Records supplied: Begin
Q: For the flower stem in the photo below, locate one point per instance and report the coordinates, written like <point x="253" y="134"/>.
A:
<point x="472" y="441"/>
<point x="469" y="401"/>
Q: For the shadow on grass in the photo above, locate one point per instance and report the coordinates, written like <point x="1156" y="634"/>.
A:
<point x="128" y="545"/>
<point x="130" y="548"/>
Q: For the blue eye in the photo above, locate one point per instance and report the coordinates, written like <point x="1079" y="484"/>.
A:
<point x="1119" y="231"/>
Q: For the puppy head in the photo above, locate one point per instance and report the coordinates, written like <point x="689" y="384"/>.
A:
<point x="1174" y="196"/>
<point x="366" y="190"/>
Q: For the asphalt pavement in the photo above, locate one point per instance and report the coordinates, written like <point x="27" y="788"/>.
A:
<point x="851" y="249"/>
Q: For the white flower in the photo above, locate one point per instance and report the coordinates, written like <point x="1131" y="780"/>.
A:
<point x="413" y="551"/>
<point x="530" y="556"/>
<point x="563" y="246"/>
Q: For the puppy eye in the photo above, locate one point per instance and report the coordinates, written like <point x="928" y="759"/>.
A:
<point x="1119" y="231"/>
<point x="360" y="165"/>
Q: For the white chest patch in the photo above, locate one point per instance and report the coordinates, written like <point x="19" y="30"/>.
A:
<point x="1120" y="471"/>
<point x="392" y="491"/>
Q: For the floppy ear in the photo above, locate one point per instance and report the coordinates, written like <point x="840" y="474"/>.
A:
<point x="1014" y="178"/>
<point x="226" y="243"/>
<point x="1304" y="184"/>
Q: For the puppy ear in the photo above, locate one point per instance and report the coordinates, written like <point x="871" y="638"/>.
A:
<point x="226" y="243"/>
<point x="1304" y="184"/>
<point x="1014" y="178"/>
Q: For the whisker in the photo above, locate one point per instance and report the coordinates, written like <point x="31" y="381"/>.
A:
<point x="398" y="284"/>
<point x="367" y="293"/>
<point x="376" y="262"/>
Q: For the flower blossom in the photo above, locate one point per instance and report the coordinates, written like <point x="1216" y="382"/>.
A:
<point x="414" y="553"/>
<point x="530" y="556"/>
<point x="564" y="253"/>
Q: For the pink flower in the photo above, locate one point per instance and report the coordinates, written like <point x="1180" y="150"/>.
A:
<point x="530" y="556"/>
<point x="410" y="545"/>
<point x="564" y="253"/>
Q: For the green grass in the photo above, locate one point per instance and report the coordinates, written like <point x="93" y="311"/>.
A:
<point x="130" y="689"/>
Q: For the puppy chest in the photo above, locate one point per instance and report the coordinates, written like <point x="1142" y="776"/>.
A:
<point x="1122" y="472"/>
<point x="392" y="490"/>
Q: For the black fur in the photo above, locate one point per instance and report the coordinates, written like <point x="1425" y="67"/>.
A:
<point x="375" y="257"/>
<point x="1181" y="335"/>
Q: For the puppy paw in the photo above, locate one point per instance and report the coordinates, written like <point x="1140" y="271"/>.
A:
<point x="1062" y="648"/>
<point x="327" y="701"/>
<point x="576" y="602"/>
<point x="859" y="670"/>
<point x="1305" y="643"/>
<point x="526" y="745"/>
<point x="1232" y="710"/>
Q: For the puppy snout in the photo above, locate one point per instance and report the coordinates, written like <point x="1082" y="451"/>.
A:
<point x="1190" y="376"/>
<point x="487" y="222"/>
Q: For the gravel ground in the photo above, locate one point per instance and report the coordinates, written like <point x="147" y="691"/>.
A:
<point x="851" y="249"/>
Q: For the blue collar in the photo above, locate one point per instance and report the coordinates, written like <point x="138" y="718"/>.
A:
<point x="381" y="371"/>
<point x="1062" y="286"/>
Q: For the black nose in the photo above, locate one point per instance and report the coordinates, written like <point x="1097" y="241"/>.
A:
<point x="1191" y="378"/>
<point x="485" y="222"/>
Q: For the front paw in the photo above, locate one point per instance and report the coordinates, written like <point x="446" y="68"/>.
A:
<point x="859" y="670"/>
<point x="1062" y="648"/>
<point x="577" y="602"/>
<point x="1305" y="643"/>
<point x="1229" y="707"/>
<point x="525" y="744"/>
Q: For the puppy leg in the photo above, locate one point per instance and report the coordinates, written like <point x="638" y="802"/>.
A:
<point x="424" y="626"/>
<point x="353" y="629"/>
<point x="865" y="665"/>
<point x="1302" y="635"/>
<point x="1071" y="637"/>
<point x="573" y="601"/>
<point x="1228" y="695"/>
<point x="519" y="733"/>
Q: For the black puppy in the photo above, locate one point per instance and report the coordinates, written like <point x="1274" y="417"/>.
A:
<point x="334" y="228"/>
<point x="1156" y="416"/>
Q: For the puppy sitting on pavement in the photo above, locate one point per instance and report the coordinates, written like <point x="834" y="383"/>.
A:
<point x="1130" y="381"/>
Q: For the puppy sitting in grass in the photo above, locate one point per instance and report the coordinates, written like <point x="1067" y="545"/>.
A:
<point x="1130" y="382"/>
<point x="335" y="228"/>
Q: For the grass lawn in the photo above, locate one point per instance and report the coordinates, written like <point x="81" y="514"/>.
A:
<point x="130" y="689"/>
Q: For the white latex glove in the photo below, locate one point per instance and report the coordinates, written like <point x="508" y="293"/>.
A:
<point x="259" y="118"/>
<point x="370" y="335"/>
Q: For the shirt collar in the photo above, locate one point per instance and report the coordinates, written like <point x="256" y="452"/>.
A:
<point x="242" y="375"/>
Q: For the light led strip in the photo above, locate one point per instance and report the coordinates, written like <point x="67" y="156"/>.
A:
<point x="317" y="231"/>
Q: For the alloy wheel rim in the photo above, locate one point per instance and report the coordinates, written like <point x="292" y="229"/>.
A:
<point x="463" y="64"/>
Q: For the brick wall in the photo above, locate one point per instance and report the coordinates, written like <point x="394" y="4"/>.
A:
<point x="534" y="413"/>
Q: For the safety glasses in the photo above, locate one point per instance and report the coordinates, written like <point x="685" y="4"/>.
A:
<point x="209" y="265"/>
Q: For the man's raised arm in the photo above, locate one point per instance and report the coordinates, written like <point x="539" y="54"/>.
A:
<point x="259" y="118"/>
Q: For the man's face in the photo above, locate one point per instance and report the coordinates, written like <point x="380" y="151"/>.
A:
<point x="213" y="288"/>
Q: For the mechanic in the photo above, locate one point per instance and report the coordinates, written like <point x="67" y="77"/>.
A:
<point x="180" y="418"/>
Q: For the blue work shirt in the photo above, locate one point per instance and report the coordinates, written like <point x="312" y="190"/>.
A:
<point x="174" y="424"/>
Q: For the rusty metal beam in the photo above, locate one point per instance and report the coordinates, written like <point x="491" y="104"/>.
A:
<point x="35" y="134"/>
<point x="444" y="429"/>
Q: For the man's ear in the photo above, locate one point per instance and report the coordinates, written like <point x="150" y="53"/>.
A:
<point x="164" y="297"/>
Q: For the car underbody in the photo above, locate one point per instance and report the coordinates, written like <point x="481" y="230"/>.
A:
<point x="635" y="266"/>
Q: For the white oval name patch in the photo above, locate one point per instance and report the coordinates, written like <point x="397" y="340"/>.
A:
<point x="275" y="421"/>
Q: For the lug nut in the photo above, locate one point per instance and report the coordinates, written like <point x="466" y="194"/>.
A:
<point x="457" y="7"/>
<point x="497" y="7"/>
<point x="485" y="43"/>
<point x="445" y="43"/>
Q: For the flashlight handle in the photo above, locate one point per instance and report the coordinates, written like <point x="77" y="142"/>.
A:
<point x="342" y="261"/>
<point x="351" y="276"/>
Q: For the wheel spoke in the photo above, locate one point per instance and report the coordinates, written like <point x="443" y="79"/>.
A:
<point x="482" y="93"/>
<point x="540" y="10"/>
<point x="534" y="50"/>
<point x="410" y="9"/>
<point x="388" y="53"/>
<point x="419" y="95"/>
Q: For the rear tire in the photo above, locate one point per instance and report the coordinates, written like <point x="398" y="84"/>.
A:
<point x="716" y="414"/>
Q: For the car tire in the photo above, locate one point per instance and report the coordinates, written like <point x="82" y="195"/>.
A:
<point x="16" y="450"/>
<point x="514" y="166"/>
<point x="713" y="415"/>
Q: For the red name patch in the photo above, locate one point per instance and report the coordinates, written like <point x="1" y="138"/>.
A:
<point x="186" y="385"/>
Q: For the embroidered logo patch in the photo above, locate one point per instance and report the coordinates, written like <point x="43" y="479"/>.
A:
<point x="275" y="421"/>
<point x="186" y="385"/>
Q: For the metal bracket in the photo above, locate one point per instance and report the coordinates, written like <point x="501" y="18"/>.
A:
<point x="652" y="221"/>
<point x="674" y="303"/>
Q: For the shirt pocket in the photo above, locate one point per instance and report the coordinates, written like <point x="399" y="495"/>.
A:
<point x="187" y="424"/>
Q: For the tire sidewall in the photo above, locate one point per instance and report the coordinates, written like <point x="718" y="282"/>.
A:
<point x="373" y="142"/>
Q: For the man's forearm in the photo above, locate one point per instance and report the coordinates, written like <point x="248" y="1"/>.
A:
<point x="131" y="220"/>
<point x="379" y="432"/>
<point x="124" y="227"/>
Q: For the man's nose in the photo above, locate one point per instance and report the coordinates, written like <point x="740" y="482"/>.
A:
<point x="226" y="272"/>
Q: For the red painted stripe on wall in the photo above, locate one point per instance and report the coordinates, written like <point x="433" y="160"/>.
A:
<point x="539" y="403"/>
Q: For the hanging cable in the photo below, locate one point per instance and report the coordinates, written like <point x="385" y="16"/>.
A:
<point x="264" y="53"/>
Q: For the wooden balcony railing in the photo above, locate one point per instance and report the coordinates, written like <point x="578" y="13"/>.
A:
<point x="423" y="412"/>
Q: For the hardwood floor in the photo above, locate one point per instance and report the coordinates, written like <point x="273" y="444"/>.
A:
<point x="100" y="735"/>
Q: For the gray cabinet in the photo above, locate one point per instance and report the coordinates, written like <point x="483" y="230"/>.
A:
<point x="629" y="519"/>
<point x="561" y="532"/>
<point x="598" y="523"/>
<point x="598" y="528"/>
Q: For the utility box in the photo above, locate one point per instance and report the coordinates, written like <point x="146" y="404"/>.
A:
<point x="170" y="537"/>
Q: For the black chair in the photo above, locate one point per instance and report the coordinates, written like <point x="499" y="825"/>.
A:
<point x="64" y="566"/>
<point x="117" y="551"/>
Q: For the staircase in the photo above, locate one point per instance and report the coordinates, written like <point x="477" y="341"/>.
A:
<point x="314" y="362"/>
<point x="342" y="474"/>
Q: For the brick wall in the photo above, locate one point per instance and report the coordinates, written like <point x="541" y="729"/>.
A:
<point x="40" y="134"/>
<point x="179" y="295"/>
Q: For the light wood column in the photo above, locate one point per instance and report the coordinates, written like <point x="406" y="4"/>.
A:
Records supplied: End
_Your task_
Print only the lines from the one with "Q: For the black chair" to the end of the records, both included.

_Output for this exercise_
Q: For the black chair in the photo above, locate one point per instance and report the coordinates, written like <point x="499" y="825"/>.
A:
<point x="64" y="566"/>
<point x="117" y="551"/>
Q: For the staircase in the photo above, locate one point per instance and report the coordinates, written like <point x="477" y="341"/>.
A:
<point x="314" y="362"/>
<point x="342" y="474"/>
Q: For the brick wall in the photo above, locate one point per instance and report the coordinates, written like <point x="541" y="729"/>.
A:
<point x="40" y="134"/>
<point x="179" y="295"/>
Q: For the light wood column in the photo above, locate one point per instance and report the coordinates, written like <point x="406" y="4"/>.
A:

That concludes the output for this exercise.